_Consigne_:
Recopiez à l'identique toutes les entrées ci-dessous, ligne par ligne, sans rien y changer.

Entrées du jeu de données:
▶

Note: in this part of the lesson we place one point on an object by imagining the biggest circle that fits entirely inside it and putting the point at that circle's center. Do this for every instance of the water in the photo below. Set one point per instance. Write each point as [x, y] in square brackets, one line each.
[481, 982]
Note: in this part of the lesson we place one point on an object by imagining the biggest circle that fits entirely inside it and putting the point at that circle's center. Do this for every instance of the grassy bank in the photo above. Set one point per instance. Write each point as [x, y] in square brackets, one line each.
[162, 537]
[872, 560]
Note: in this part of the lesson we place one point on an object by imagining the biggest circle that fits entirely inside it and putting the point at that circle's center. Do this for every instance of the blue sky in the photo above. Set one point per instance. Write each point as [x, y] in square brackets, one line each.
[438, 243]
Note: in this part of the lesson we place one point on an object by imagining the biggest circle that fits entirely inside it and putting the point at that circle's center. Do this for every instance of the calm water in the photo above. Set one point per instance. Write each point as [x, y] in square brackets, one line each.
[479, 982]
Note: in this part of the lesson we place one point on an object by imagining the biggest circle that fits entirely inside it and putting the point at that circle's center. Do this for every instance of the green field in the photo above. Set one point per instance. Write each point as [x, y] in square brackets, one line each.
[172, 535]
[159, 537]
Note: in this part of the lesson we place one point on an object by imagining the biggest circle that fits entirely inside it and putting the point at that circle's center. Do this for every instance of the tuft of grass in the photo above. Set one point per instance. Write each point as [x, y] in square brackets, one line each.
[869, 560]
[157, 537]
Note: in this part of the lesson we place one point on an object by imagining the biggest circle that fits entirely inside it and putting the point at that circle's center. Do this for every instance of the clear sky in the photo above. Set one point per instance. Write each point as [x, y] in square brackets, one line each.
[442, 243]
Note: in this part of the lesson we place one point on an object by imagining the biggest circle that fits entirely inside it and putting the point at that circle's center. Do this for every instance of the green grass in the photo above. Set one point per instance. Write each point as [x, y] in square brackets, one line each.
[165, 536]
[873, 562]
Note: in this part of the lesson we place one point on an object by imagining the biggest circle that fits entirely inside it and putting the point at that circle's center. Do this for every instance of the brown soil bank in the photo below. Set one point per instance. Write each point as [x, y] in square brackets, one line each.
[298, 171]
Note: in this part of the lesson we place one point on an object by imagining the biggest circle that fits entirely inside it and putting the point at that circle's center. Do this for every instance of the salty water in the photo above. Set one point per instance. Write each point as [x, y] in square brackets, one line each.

◀

_Réponse attendue_:
Note: in this part of the lesson we place one point on an object by imagining the biggest circle that fits entirely inside it and putting the point at that circle's center. Do this for every instance of the water in the photo below. Set one point per instance. Write each point as [x, y] in square brackets, one line each.
[481, 982]
Note: in this part of the lesson we place one point on an object by imagining the biggest circle that fits entirely inside it and putting the point at that circle's center. Do this for every instance of the grassy bank in the photo above. Set one point per instance. Write each point as [x, y] in square brackets, one line each.
[162, 537]
[872, 560]
Note: in this part of the lesson we place one point on an object by imagining the biggest circle that fits entirely inside it and putting the point at that circle's center. Do this for every instance of the blue sky in the photo above. Set one point per instance. Write each point as [x, y] in square brackets, one line each.
[438, 243]
Note: in this part of the lesson we place one point on an object by imagining the biggest circle that fits entirely inside it and putting the point at that circle's center. Do this for every instance of the calm water in the photo above. Set one point per instance. Write each point as [x, y] in square brackets, one line each.
[479, 982]
Note: in this part of the lesson we place one point on an object by imagining the biggest circle that fits entirely inside it and putting the point at that circle's center. Do this for every instance of the green field in the photo above. Set one point per instance. Write each point as [x, y] in square brackets, one line each.
[172, 535]
[159, 537]
Note: in this part of the lesson we place one point on an object by imagining the biggest circle that fits entirely inside it and putting the point at that circle's center. Do this for every instance of the tuft of grass in the photo above. Set one point per instance. Write each point as [x, y] in square brackets, one line each.
[869, 560]
[157, 537]
Note: in this part of the lesson we place one point on an object by imagining the biggest circle that fits entirely inside it and putting the point at that circle's center. Do this for every instance of the clear sky in the photo above. Set one point per instance. Write each point as [x, y] in square brackets, one line each.
[442, 243]
Note: in this part of the lesson we place one point on an object by imagining the biggest circle that fits entirely inside it and putting the point at that circle's center. Do this for every instance of the green grass in the photo above. Set one point per instance. Write each point as [x, y] in square brackets, one line each.
[165, 536]
[873, 562]
Note: in this part of the lesson we place one point on an object by imagining the biggest circle that fits entirely inside it and putting the point at that circle's center. Do this for every instance of the brown soil bank in the photo below. Set one point per instance. Write each point as [x, y] in square brackets, one line each.
[298, 171]
Note: in this part of the lesson we place one point on an object by imagining the biggest circle that fits entirely inside it and putting the point at that circle's center. Do this for every instance of the salty water in the photo above. Set one point per instance. Write each point as [x, y] in square brackets, one line each.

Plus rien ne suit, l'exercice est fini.